▶ **Requirements**:
Reproduce every one of the following records verbatim, and omit the pictures from your answer.

▶ **Rows**:
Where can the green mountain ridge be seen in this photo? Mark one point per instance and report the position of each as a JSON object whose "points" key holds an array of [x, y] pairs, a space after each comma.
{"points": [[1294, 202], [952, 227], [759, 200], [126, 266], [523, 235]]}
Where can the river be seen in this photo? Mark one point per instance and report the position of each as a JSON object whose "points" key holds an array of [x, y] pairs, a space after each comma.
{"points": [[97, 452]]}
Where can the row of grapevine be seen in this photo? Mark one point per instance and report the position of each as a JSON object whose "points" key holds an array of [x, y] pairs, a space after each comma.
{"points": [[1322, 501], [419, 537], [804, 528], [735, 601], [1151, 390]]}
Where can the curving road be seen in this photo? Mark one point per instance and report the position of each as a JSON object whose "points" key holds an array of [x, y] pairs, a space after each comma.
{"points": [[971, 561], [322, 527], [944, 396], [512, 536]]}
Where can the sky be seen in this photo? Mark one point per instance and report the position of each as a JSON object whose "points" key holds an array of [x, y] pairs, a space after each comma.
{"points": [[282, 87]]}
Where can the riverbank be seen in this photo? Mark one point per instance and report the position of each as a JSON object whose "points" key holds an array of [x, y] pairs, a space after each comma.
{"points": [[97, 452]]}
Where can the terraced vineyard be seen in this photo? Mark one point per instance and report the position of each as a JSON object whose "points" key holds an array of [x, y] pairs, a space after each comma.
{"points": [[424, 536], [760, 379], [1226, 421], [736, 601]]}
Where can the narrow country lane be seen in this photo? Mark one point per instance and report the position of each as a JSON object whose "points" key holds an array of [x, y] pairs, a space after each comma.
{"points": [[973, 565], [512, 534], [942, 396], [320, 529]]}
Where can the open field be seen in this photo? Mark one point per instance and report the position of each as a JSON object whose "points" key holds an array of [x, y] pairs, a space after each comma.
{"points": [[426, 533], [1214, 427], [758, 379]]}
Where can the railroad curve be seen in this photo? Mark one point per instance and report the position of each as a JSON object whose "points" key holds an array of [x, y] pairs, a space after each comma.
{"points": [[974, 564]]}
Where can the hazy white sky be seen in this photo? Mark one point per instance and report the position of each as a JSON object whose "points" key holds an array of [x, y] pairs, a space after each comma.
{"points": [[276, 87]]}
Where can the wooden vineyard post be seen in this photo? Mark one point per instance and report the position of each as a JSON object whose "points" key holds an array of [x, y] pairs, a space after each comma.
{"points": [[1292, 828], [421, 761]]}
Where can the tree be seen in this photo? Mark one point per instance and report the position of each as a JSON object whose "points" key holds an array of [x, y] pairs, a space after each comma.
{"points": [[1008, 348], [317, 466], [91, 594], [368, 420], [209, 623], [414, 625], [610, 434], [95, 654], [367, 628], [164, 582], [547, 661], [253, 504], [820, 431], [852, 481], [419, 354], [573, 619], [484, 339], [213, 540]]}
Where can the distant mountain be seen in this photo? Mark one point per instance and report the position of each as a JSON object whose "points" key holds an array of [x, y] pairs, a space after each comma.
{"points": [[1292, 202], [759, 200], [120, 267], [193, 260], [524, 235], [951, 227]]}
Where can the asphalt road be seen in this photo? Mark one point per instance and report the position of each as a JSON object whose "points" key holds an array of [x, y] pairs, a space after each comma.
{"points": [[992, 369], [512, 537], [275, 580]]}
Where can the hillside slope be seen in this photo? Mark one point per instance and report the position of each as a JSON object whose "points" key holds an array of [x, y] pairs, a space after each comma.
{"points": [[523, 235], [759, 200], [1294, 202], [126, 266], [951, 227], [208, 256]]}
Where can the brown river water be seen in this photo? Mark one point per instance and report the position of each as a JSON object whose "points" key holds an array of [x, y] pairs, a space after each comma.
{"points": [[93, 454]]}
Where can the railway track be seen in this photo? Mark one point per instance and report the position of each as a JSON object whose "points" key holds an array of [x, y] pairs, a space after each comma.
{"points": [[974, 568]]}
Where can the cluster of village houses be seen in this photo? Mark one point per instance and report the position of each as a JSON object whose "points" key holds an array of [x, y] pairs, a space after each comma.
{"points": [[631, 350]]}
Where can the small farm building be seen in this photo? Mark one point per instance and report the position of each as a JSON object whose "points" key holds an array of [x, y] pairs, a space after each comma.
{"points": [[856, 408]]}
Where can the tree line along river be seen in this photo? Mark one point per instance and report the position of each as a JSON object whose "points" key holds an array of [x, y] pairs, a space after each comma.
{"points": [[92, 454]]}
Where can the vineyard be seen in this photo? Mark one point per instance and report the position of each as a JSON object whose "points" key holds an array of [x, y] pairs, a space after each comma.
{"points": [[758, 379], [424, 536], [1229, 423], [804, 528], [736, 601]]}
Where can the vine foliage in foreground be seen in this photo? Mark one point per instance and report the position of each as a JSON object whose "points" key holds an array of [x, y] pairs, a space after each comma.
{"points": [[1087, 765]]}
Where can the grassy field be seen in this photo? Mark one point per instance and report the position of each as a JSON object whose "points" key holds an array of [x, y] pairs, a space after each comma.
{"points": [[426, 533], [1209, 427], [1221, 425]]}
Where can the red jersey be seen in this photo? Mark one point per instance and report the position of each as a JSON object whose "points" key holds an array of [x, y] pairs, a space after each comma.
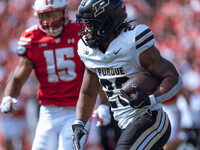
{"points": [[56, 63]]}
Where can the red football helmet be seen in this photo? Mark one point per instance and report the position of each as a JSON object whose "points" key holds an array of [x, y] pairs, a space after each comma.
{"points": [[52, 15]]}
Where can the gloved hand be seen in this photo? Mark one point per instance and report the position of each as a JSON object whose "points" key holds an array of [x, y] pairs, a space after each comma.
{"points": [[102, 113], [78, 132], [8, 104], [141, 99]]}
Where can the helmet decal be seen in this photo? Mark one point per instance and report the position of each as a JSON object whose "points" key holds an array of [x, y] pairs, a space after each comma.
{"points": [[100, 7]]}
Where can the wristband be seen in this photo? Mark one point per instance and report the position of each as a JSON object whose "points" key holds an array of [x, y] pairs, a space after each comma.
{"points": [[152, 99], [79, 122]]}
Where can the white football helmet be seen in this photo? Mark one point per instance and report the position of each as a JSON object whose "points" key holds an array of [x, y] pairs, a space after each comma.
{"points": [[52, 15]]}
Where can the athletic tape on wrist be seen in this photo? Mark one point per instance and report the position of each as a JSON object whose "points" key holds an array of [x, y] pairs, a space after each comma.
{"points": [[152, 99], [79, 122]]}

▶ **Reply to the task**:
Where can the green mountain ridge be seen in this photo? Mark one point per instance and report the position of each as a JSON object whose "points" key holds an array of [x, y] pairs, a space after each comma.
{"points": [[1294, 202], [952, 227], [759, 200], [126, 266], [523, 235]]}
Where can the river be seen in this photo? Mark one point per instance and report the position of each as a JSON object whose "points" key holds an array of [x, y] pairs, a space after each comma.
{"points": [[97, 452]]}
Where can the row of grapevine be seen in this photo? Mark one point per instance and report the position of each as a JSON object whose "points" key holds an array of [x, y] pairs, a space after each comma.
{"points": [[1322, 501], [419, 537], [804, 528], [735, 601], [1151, 390]]}
Where can the curving road be seen in this photo? Mark one point per instance and report the position of each as a JSON object whose "points" key holds an array of [x, y] pairs, a space after each comma.
{"points": [[971, 561], [322, 527], [944, 396], [512, 536]]}
Where can the sky be seen in this photo? Mark one point per instance and report the position of each as a JSON object whose "points" key holds an array of [x, y] pairs, a space after each comma.
{"points": [[282, 87]]}
Where can the riverbank be seen in this photo? Mark one point per instance and report the position of each as a JSON object whose "points" key holds an array of [x, y] pairs, a space after each comma.
{"points": [[97, 452]]}
Where can the terraced vineyard be seen in this photo? Mark one point per instance and report the position of each as a JSON object whose "points" key holds an array of [x, y] pairs, a space after each comma.
{"points": [[424, 536], [760, 379], [1226, 421], [736, 601]]}
Where can the narrow country lane be seen in this photo? Mark one point per instance and report the position of each as a JSON object whose "points" key holds an array of [x, y] pairs, a space after each comma.
{"points": [[973, 565], [512, 534], [942, 396], [320, 529]]}
Where can the open field be seen in this photo? Mark one point per instance and report the position of each as a JSON object whose "points" key holds an array of [x, y] pairs, a space after each comma.
{"points": [[426, 533], [1214, 427], [758, 379]]}
Where can the railroad curve be seen in this photo? Mark one point per instance and report the position of each as a JSON object whose "points" key holds an array of [x, y] pairs, a space after each comma.
{"points": [[974, 564]]}
Where can the hazy white sky be seen in this photo? Mark one point per instance and report the position of each as a JSON object whose "points" key holds an array of [x, y] pairs, a space after each comma.
{"points": [[276, 87]]}
Where can the wooden vineyard post be seen in this photo? Mark one point per instance and report the position of each as a JSON object whose "points" key holds an array of [x, y] pairs, a space after each comma.
{"points": [[1292, 828], [421, 761]]}
Where can the tree be seen in this photo? Mark one point per instance and report the position of each as a JSON object whose "points" key holds an array of [x, y] pairs, a space after each comma.
{"points": [[1008, 348], [317, 466], [91, 594], [368, 420], [209, 623], [414, 625], [610, 434], [95, 654], [367, 628], [164, 582], [547, 661], [253, 504], [820, 431], [852, 481], [419, 354], [573, 619], [484, 339], [213, 540]]}
Where can the distant mountain be seen in this photo? Mark one point per instance and report the position of each as a JSON object whose "points" key holds an array of [x, y] pairs, a space after each comma.
{"points": [[1292, 202], [759, 200], [120, 267], [193, 260], [524, 235], [951, 227]]}
Where can the asphalt road be seen in this photo? Mark one point per instance and report the position of each as a JSON object whose "points" key holds an array of [x, y] pairs, a space after each comma.
{"points": [[992, 369], [512, 537], [275, 580]]}
Where can the hillside slope be seen in this photo? Mark one point per instance and report the position of each as a JSON object whose "points" key holds an array of [x, y] pairs, a space after each comma.
{"points": [[523, 235], [759, 200], [1294, 202], [126, 266], [951, 227], [208, 256]]}
Where can the brown river water be seen in this photo? Mark one point per instance and report the position of each as a JSON object whose "points" key holds an array of [x, y] pairs, a space after each comma.
{"points": [[93, 454]]}
Where can the railway track be seen in this photo? Mark one point per instance and report the position of each as a JSON object whose "points" key holds an array of [x, y] pairs, a space after each comma.
{"points": [[974, 568]]}
Where can the cluster of village houses be seen in this photo? Mark one point per instance and report the position of each as a JSON object whose "points" key holds an array of [x, y] pairs, a space after each comma.
{"points": [[631, 350]]}
Where can the small farm building be seen in this photo? Mark one point per instance and report the position of each as a JSON object whose "points" key holds an array of [x, y] pairs, a space after each comma.
{"points": [[856, 408]]}
Where can the tree line along river be seen in this photo? Mark one point per instance and report the position of each as a JSON object whose "points" key holds an array of [x, y] pairs, a space after each comma.
{"points": [[92, 454]]}
Where can the vineyard be seen in this photo? Mark one point per instance and report the position of each as a JSON object whose "points" key holds an array of [x, y] pairs, a space after each comma.
{"points": [[758, 379], [424, 536], [1229, 423], [804, 528], [736, 601]]}
Where can the vine foliage in foreground be seen in this photo? Mark one point per instance and report the position of each as a JSON object whose "points" key holds an array of [x, y] pairs, a space after each comma.
{"points": [[1087, 765]]}
Where can the grassy field be seen in this photo? Mark one point per instance and report the position of each as a JSON object whose "points" key holds an array of [x, y] pairs, a space after each comma.
{"points": [[426, 533], [1209, 427], [1221, 425]]}
Where can the red jersey be seen in this photo? Mark one point per instance and report the position of each as a JSON object whose "points" key holds an array of [x, y] pairs, a space after each comma.
{"points": [[56, 63]]}
Where can the red football helmet be seen in this photo? Mark one point per instance and report the position of each as a JSON object whose "points" key holds an array of [x, y] pairs, a space after each comma.
{"points": [[52, 15]]}
Where can the gloved hand be seen in this photo? Mark one point per instance and report the position of each as a JSON object whose "points" key holds an array of [x, y] pairs, a space after each comma.
{"points": [[102, 113], [78, 132], [8, 104], [141, 99]]}
Where can the helmet decal be seen in this photo? Mark one point per instance and report the position of each as a JSON object whose "points" key holds an array of [x, y] pairs, a space after each comma.
{"points": [[100, 7]]}
Where can the wristband be seen in this photo? Mark one point per instance and report the position of each as a JSON object whose "points" key holds an array of [x, y] pairs, a space after each comma.
{"points": [[152, 99], [79, 122]]}
Where can the white football helmet be seen in this photo? Mark one point per instance and report the position of each as a JSON object whose "points" key holds an array of [x, y] pairs, a space after each comma.
{"points": [[52, 15]]}
Where can the athletic tape on wrist be seen in this photo? Mark one point per instance and report the position of each as a JSON object whose "points" key holds an array of [x, y] pairs, a space after each comma.
{"points": [[152, 99], [79, 122]]}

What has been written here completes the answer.